Items listed in a dataset:
════════════════

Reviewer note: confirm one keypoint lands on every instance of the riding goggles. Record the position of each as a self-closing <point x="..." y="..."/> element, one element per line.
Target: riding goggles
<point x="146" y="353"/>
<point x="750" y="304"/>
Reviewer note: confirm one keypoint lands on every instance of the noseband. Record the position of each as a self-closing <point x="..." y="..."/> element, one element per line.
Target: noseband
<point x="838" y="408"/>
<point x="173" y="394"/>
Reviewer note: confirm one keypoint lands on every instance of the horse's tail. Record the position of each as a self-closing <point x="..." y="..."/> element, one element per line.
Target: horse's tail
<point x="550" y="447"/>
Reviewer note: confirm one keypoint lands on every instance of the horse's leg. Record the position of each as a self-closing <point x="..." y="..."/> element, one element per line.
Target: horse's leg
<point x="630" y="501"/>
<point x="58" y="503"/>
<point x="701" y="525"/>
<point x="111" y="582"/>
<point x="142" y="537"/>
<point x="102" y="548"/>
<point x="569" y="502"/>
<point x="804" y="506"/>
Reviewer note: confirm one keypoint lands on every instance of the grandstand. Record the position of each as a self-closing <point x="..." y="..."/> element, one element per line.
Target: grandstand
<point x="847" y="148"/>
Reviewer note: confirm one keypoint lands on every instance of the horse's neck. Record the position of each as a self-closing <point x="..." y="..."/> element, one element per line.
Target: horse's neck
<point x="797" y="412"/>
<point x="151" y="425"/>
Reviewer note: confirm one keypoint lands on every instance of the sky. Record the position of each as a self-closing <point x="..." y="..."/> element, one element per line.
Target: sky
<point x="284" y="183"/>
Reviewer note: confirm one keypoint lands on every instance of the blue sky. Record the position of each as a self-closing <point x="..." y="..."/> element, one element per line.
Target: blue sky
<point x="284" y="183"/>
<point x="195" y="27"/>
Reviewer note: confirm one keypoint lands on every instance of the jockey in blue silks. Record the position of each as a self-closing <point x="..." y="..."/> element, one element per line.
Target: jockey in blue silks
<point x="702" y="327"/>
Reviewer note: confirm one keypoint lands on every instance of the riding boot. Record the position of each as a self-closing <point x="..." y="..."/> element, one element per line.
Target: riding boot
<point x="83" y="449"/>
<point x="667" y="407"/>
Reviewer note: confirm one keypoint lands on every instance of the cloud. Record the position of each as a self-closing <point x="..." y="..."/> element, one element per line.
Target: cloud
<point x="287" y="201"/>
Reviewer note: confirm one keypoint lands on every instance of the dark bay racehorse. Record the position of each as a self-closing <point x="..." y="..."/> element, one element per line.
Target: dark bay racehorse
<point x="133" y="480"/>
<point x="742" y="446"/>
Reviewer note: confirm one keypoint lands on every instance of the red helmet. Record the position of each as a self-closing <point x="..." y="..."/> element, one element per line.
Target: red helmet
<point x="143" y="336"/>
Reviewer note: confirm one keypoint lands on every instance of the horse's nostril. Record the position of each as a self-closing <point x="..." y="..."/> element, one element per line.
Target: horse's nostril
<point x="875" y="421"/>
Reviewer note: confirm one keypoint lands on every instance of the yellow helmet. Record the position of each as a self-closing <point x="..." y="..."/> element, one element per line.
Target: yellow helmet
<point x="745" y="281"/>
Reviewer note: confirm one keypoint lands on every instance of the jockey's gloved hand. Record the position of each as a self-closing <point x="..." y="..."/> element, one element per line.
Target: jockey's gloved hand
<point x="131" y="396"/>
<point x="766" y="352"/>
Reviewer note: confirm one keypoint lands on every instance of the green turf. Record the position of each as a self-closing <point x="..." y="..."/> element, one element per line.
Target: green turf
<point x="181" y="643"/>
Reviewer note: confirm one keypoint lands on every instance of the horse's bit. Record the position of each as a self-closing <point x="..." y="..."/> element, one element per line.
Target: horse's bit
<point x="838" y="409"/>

════════════════

- _Work required_
Every line of the records above needs to be given again exactly.

- _The completed task_
Reviewer note: confirm one keypoint lands on every instance of the riding goggles. Record the position of each as a self-closing <point x="..." y="..."/> element, one element per line.
Target: riding goggles
<point x="146" y="353"/>
<point x="750" y="304"/>
Reviewer note: confirm one keypoint lands on every instance of the noseband. Record the position of each as a self-closing <point x="..." y="..."/> element, one element per line.
Target: noseband
<point x="838" y="408"/>
<point x="173" y="394"/>
Reviewer note: confirm one keypoint lands on every instance of the horse's tail. Record the position of each as a self-closing <point x="..." y="..."/> element, one element per line.
Target: horse's tail
<point x="550" y="447"/>
Reviewer note: confirm one keypoint lands on every instance of the horse's leg. Record the position of each as a self-closing <point x="..." y="..."/> element, one element per line.
Target: horse's leg
<point x="630" y="501"/>
<point x="58" y="503"/>
<point x="701" y="525"/>
<point x="111" y="582"/>
<point x="142" y="537"/>
<point x="102" y="548"/>
<point x="569" y="502"/>
<point x="804" y="506"/>
Reviewer note: confirm one keypoint lands on every instance of the grandstand. Record the position of each as a self-closing <point x="..." y="..."/> element, one element per line.
Target: grandstand
<point x="847" y="148"/>
Reviewer note: confirm one keypoint lands on every instance of the horse's neck. Record the position of each as a self-closing <point x="..." y="..."/> element, one element per line.
Target: horse's neck
<point x="797" y="412"/>
<point x="151" y="425"/>
Reviewer note: confirm one keypoint lands on every instance of the sky. Record the position of each as a self-closing <point x="..." y="..."/> element, one element per line.
Target: sky
<point x="284" y="183"/>
Reviewer note: confirm one keypoint lands on every instance of the blue sky. Record the position of each as a self-closing <point x="..." y="..."/> element, one element per line.
Target: blue sky
<point x="284" y="183"/>
<point x="195" y="27"/>
Reviewer note: confirm one keypoint lands on every instance of the jockey in blue silks. Record the position of each as a self-closing <point x="..." y="..."/> element, one element per line.
Target: jockey in blue silks
<point x="702" y="327"/>
Reviewer note: confirm one keypoint lands on every instance of the riding boot. Record the position of each as a self-closing <point x="..." y="..."/> element, one element per line.
Target: riding boot
<point x="83" y="449"/>
<point x="667" y="407"/>
Reviewer note: confirm one keypoint lands on every instance of the cloud. Record the position of each as a self-closing <point x="..." y="..."/> element, one element per line.
Target: cloud
<point x="287" y="201"/>
Reviewer note: confirm one keypoint lands on every instance of the dark bay racehorse. Record the position of each as a self-closing <point x="..." y="..."/> element, one element per line.
Target: dark bay racehorse
<point x="133" y="480"/>
<point x="742" y="446"/>
Reviewer note: confirm one keypoint lands on every instance of the red helmet. Record the position of each as a self-closing <point x="..." y="..."/> element, one element per line.
Target: red helmet
<point x="143" y="336"/>
Reviewer note: confirm one keypoint lands on every instance of the horse's nostril. Record the position of each as a self-closing <point x="..." y="..."/> element, one element per line.
Target: horse's nostril
<point x="875" y="421"/>
Reviewer note: confirm one keypoint lands on every instance of the yellow helmet. Record the position of each as a self-closing <point x="..." y="..."/> element, one element per line.
Target: yellow helmet
<point x="745" y="281"/>
Reviewer note: confirm one keypoint lands on every instance of the jockey's gloved hand. Record the position of each as a self-closing <point x="..." y="..."/> element, one element per line.
Target: jockey's gloved hand
<point x="131" y="396"/>
<point x="766" y="352"/>
Reviewer note: confirm one keypoint lands on every instance of the green turf. Record the position of each as a self-closing <point x="..." y="..."/> element, one element per line.
Target: green turf
<point x="181" y="643"/>
Reviewer note: confirm one keypoint lands on every instance of the horse's bit. Record the position of each as a self-closing <point x="..." y="..."/> element, one element per line.
Target: horse's bit
<point x="838" y="409"/>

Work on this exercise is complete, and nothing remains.